**TEXT EXCERPT:**
- Opening Delimiter -
Like a Ghost

My alternative title for this post is “The Long and Winding Road”  because here’s the thing about grief:  it never ends.  Oh, the intensity of it lessens over time and it looks different every day; some days it’s even mostly absent.  But even in its absence, it is present as a ghost:  hovering, affecting, waiting.  One of the hardest things about my grief is that it is shared.  I feel like I have good outlets for dealing with those difficult moments.  I have patient friends willing to let me expound.  I am blessed with the ability to write as catharsis.  And I have an extremely supportive family who is always quick to sense when I need a hug, a supportive email, or even a change of subject.

But I am not the only one who lost Kate.

After the initial grieving period, my husband had a much different grieving process than I did.  This makes sense, of course, because grief touches every person differently at each stage.  There are many obvious contributing factors – gender, social roles, personality, upbringing, etc.  But regardless of why he acts the way he does, one thing remains troublesome – it is beyond my control.   UGH.  And in many ways, it is more excruciating to watch those you love grieve than to go through it yourself.  At least for me.
- Closing Delimiter -
**RAW DATA:**
- Opening Delimiter -
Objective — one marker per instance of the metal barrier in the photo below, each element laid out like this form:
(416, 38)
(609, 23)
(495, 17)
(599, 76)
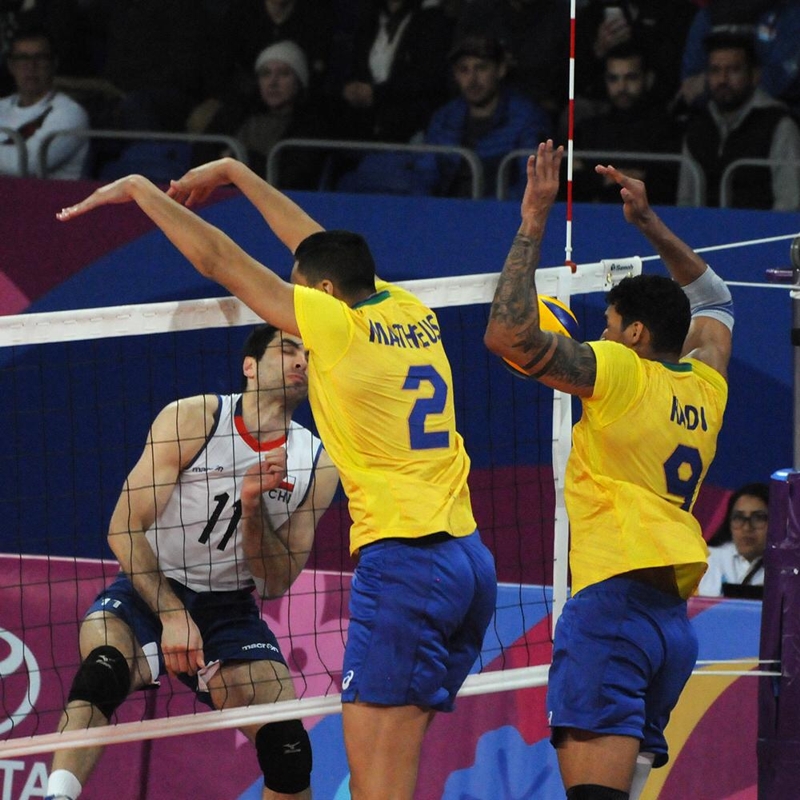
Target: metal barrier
(237, 148)
(22, 150)
(725, 181)
(475, 165)
(698, 178)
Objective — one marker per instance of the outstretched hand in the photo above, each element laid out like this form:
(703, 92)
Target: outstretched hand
(543, 180)
(121, 191)
(636, 206)
(197, 184)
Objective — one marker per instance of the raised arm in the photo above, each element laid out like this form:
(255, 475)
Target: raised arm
(709, 338)
(286, 219)
(212, 253)
(175, 438)
(277, 557)
(513, 330)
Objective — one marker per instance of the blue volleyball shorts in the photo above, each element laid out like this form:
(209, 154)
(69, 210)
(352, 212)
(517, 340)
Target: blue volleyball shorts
(622, 653)
(418, 615)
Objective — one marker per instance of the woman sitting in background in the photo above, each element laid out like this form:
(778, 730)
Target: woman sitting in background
(737, 547)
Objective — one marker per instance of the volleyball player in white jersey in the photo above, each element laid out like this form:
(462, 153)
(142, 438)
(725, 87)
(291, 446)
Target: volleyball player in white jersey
(223, 501)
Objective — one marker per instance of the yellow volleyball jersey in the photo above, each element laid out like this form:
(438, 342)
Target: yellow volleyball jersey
(640, 452)
(381, 390)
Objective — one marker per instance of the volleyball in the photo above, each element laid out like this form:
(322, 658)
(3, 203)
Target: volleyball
(554, 316)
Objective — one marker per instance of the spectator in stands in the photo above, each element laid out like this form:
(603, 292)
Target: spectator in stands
(398, 74)
(62, 21)
(777, 29)
(535, 34)
(486, 117)
(155, 55)
(737, 547)
(244, 30)
(36, 109)
(739, 121)
(659, 26)
(634, 122)
(281, 112)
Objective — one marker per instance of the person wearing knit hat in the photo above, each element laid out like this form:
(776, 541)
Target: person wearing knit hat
(287, 53)
(280, 109)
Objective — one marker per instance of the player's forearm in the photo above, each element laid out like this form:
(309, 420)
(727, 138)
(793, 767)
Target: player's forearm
(208, 249)
(273, 564)
(286, 219)
(683, 263)
(515, 308)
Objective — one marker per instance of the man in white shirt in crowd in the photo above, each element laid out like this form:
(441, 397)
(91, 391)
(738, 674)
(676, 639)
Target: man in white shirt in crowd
(37, 109)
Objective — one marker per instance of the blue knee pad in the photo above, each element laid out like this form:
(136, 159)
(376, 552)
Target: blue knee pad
(103, 679)
(284, 755)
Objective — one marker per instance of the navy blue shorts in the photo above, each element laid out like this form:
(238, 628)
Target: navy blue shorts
(622, 653)
(418, 615)
(229, 622)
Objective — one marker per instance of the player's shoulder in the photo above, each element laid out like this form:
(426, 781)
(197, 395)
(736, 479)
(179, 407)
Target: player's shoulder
(708, 374)
(198, 410)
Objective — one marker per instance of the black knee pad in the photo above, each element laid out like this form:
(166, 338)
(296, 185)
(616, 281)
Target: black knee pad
(284, 755)
(103, 679)
(592, 791)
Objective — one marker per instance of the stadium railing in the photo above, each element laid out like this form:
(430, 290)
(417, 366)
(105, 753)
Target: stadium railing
(613, 156)
(233, 144)
(22, 150)
(361, 147)
(725, 189)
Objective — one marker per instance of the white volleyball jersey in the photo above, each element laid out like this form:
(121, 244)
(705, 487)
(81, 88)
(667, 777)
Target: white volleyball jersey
(197, 538)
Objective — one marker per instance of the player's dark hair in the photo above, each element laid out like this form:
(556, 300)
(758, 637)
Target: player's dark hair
(30, 31)
(341, 257)
(257, 343)
(723, 534)
(659, 304)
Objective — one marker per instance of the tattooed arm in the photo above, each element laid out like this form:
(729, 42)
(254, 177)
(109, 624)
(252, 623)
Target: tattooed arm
(513, 331)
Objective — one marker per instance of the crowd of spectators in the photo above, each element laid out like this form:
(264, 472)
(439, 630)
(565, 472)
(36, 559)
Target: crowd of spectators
(713, 81)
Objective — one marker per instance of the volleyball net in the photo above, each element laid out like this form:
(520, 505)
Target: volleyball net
(82, 388)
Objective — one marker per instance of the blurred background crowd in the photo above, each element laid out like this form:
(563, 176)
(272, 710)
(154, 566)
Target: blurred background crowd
(677, 90)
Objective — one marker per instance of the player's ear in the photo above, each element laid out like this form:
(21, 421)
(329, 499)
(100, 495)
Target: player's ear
(249, 366)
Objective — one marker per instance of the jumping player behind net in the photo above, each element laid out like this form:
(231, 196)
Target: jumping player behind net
(653, 391)
(224, 499)
(381, 390)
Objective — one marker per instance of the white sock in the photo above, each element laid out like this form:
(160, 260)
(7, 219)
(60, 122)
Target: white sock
(62, 783)
(644, 763)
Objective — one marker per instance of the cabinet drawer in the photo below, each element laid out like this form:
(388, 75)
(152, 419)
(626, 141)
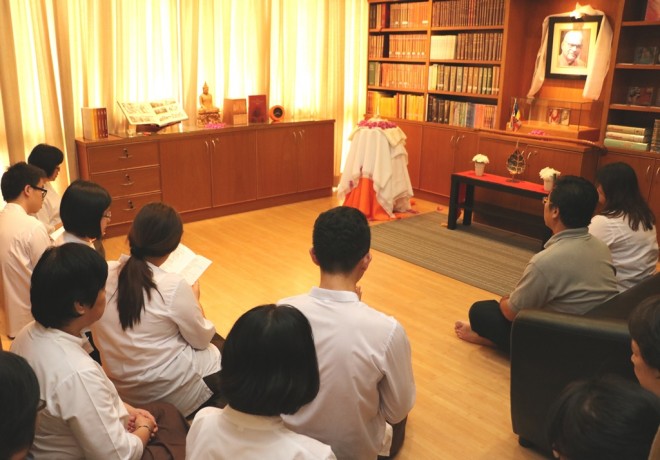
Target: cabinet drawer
(130, 181)
(114, 157)
(126, 208)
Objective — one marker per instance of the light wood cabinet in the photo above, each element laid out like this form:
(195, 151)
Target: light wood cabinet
(292, 159)
(130, 171)
(208, 173)
(186, 172)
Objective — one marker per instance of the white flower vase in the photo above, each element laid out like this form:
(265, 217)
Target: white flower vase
(548, 184)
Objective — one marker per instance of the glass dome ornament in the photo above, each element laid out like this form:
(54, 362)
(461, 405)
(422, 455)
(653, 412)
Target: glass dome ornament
(516, 164)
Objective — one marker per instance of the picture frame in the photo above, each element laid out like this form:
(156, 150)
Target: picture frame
(570, 46)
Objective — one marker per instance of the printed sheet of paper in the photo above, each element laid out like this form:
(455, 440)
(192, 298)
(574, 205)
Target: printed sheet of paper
(185, 262)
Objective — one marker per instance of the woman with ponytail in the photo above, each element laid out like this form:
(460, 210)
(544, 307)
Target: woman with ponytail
(154, 340)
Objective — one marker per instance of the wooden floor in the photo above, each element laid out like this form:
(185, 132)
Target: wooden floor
(462, 409)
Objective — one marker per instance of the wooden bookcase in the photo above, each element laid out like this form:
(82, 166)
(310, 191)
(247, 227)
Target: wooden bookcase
(401, 37)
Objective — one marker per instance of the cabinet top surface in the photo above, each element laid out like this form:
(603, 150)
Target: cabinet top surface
(182, 130)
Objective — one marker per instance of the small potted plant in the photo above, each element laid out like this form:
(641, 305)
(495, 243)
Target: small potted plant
(480, 162)
(549, 175)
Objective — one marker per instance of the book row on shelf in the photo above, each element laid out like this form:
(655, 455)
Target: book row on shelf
(400, 105)
(459, 113)
(398, 76)
(464, 79)
(643, 95)
(408, 46)
(439, 110)
(633, 137)
(451, 13)
(399, 15)
(483, 46)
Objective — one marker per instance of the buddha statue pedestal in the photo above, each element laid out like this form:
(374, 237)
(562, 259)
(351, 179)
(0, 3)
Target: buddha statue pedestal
(205, 118)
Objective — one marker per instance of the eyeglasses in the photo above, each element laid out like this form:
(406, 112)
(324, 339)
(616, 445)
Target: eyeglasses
(43, 190)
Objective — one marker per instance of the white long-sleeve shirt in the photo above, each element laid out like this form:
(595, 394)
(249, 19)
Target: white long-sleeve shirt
(49, 214)
(84, 417)
(23, 239)
(167, 354)
(634, 254)
(366, 374)
(227, 434)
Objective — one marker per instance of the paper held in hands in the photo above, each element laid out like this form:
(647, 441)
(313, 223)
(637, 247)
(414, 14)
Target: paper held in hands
(186, 263)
- Closing Delimiter -
**TASK BRIEF:** Reproduce the part of the post about grief starting with "But I am not" and going on through "least for me.". Rely only on the post about grief for what comes next, not on the rows.

**ANSWER TO THIS TASK:**
But I am not the only one who lost Kate.

After the initial grieving period, my husband had a much different grieving process than I did.  This makes sense, of course, because grief touches every person differently at each stage.  There are many obvious contributing factors – gender, social roles, personality, upbringing, etc.  But regardless of why he acts the way he does, one thing remains troublesome – it is beyond my control.   UGH.  And in many ways, it is more excruciating to watch those you love grieve than to go through it yourself.  At least for me.